## [EXERCISE SET]
1. Quote the passage on the Honduran crisis word for word, from "So far Roberto" down to "since Zelaya’s return.".
2. Write the next part of the article on the Honduran crisis, picking up after its final sentence.

## [EXCERPTED TEXT]

<<<<

How long can the Honduran crisis drag on, with President Manuel Zelaya, ousted in a military coup more than three months ago, trapped in Tegucigalpa’s Brazilian Embassy? Well, in early 1949 in Peru, Víctor Haya de la Torre–one of last century’s most important Latin American politicians–sought asylum in the Colombian Embassy in Lima, also following a military coup. There he remained for nearly six years, playing chess, baking cakes for the embassy staff’s children and writing books. Soldiers surrounded the building for the duration, with Peru’s authoritarian regime ignoring calls from the international community to end the siege, which was condemned by the Washington Post as a “canker in hemisphere relations.”
So far Roberto Micheletti, installed by the coup as president, is showing the same obstinacy. Shortly after Zelaya’s surprise appearance in the Brazilian Embassy on September 21 after having entered the country unnoticed, probably from El Salvador or Nicaragua, the de facto president ordered troops to violently disperse a large crowd that had gathered around the embassy, using tear gas, clubs and rubber bullets, killing a number of protesters and wounding many. Amnesty International has documented a “sharp rise in police beatings, mass arrests of demonstrators, and intimidation of human rights defenders” since Zelaya’s return.

>>>>

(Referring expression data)
<<<<

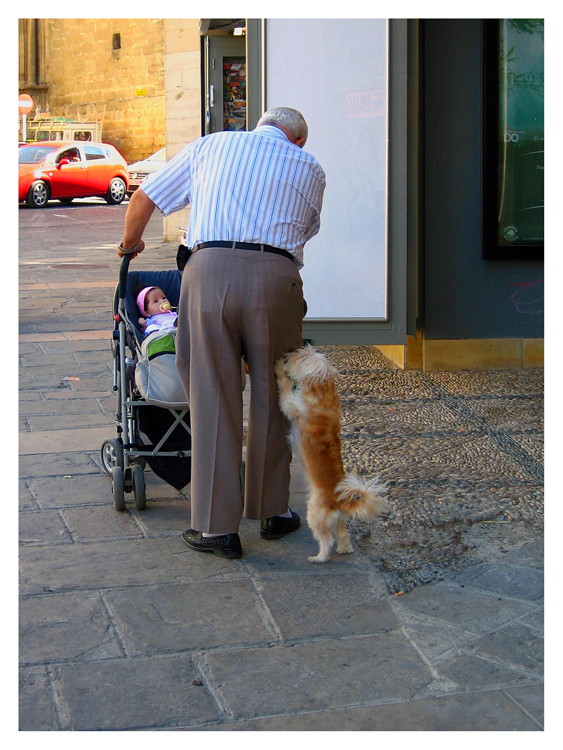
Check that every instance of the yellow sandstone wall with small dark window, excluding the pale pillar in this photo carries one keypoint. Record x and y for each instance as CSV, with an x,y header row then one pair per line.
x,y
124,89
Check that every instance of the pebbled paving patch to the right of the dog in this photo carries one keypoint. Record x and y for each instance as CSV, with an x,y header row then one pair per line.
x,y
462,453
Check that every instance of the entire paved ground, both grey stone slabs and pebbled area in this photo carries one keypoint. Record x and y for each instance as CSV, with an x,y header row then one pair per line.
x,y
122,627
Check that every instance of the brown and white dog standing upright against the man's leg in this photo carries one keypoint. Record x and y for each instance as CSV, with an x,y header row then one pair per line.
x,y
308,398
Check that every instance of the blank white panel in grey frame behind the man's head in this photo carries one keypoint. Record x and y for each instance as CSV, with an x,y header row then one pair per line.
x,y
335,72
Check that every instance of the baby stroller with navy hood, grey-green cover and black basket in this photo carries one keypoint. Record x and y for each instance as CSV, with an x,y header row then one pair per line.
x,y
152,416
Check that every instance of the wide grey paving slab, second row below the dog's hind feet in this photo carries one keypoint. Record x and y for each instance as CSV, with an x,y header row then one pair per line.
x,y
321,673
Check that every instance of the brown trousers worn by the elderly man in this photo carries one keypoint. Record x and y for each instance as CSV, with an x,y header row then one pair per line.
x,y
234,304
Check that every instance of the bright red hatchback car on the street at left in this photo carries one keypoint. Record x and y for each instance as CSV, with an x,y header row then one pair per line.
x,y
71,169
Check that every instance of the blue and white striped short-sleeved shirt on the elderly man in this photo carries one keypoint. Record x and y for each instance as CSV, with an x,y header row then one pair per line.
x,y
251,186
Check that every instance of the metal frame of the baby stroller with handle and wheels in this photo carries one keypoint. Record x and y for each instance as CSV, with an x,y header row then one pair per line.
x,y
124,458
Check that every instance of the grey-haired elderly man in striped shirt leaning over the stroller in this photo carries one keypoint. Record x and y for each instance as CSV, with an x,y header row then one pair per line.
x,y
255,200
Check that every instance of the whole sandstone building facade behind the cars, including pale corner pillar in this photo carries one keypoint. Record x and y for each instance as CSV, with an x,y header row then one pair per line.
x,y
141,78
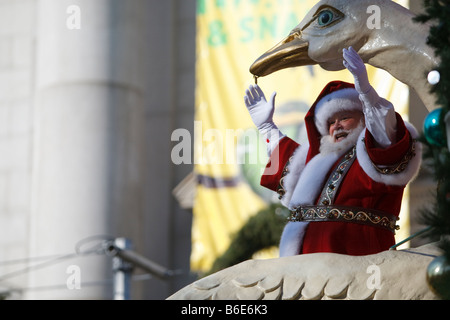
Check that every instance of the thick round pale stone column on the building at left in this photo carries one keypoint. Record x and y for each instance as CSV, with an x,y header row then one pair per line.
x,y
88,148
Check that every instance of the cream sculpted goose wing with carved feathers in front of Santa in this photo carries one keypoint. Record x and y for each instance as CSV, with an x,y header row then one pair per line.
x,y
398,275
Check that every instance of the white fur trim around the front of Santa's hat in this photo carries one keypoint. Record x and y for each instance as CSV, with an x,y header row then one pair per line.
x,y
340,100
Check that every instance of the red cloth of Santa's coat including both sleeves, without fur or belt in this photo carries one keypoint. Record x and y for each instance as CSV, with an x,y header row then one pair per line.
x,y
361,187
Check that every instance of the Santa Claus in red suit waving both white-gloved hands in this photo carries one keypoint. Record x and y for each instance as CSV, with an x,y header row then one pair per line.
x,y
344,187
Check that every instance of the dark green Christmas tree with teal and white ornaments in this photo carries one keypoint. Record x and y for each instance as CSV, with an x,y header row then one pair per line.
x,y
434,137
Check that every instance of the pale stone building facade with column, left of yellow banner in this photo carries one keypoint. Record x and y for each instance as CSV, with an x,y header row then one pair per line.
x,y
91,92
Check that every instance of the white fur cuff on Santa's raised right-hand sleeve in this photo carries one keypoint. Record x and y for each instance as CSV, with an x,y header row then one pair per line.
x,y
398,179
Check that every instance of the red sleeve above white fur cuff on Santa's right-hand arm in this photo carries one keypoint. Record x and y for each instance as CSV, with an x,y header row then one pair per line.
x,y
395,152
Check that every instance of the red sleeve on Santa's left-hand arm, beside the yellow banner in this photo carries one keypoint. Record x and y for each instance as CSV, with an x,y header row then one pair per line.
x,y
277,161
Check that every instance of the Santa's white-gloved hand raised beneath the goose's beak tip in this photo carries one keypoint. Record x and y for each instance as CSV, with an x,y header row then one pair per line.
x,y
261,111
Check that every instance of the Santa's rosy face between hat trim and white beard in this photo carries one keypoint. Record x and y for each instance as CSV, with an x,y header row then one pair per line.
x,y
342,123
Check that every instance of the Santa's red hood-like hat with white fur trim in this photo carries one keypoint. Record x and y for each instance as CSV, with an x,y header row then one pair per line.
x,y
335,96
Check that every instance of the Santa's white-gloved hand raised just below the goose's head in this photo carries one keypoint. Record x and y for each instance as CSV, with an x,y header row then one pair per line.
x,y
354,64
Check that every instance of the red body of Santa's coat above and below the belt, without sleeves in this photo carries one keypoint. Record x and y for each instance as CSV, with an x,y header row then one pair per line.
x,y
357,190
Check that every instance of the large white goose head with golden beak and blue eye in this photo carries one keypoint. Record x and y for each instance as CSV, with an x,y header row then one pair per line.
x,y
397,44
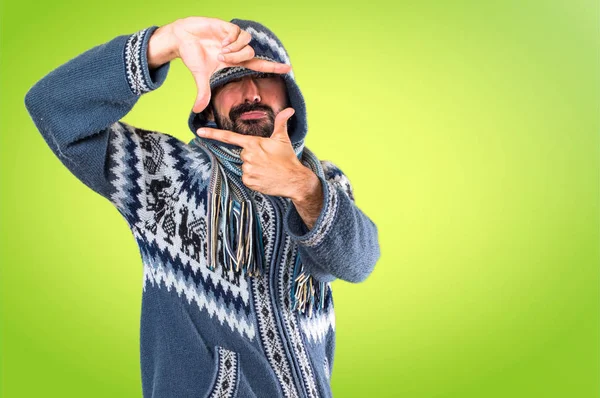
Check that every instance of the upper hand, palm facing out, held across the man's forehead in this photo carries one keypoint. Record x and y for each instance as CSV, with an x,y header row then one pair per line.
x,y
206,45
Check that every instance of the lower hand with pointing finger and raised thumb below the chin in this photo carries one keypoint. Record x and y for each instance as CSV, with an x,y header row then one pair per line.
x,y
270,165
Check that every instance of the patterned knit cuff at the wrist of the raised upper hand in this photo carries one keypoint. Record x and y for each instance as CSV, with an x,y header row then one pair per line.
x,y
139,77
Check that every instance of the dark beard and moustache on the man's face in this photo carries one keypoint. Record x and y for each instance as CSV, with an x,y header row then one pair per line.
x,y
262,127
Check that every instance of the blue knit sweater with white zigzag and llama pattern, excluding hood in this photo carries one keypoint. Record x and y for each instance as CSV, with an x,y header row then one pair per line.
x,y
203,332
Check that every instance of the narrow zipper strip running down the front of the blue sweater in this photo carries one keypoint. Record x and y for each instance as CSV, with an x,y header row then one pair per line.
x,y
272,274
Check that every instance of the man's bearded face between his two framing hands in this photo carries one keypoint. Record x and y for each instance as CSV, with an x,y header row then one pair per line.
x,y
248,105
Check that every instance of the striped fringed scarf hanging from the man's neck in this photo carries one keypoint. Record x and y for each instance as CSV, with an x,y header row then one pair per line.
x,y
232,212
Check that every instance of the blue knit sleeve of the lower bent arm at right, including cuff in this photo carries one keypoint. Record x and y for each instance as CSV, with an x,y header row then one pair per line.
x,y
343,243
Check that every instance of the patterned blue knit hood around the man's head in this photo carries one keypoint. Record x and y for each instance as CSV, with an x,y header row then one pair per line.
x,y
266,46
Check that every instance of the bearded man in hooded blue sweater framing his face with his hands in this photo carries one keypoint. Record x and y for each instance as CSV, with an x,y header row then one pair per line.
x,y
241,231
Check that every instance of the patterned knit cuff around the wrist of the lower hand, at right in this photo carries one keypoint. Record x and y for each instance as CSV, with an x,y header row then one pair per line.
x,y
297,229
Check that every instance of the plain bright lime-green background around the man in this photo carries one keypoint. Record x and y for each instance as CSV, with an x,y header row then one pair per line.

>>>>

## [TASK RESPONSES]
1.
So far Roberto Micheletti, installed by the coup as president, is showing the same obstinacy. Shortly after Zelaya’s surprise appearance in the Brazilian Embassy on September 21 after having entered the country unnoticed, probably from El Salvador or Nicaragua, the de facto president ordered troops to violently disperse a large crowd that had gathered around the embassy, using tear gas, clubs and rubber bullets, killing a number of protesters and wounding many. Amnesty International has documented a “sharp rise in police beatings, mass arrests of demonstrators, and intimidation of human rights defenders” since Zelaya’s return.

2.
The government has suspended civil liberties and shut down independent sources of news, including the TV station Cholusat Sur and Radio Globo. In response to rolling protests throughout Tegucigalpa and San Pedro Sula, security forces continue to round up demonstrators, holding some of the detained in soccer stadiums–evoking Chile in 1973, after Augusto Pinochet’s junta overthrew Salvador Allende, when security forces turned Santiago’s National Stadium into a torture chamber. The Comité de Familiares de Detenidos Desaparecidos en Honduras (COFADEH) says Hondurans are indeed being tortured, burned with cigarettes and sodomized by batons, and that some of the torturers are veterans of Battalion 316, an infamous Honduran death squad from the 1980s. Police and soldiers raided the offices of the National Agrarian Institute, capturing dozens of peasant activists who had been occupying the building. Police also fired tear gas into COFADEH’s office, which at the time was filled with about a hundred people, many of them women and children, denouncing the repression that had earlier taken place in front of the embassy. “Honduras risks spiraling into a state of lawlessness, where police and military act with no regard for human rights or the rule of law,” said Susan Lee, Americas director at Amnesty International.
Back at the embassy, Honduran troops have tormented Zelaya and his accompaniers, including the Catholic priest Father Andres Tamayo, with tear gas, other chemical weapons and sonic devices that emit high-pitched and extreme-pain-inducing sounds. This high-tech assault has largely been ignored by the international media, though George W. Bush’s former ambassador to the United Nations, John Bolton, told Fox News that Zelaya’s description of this harassment indicated “delusional behavior.”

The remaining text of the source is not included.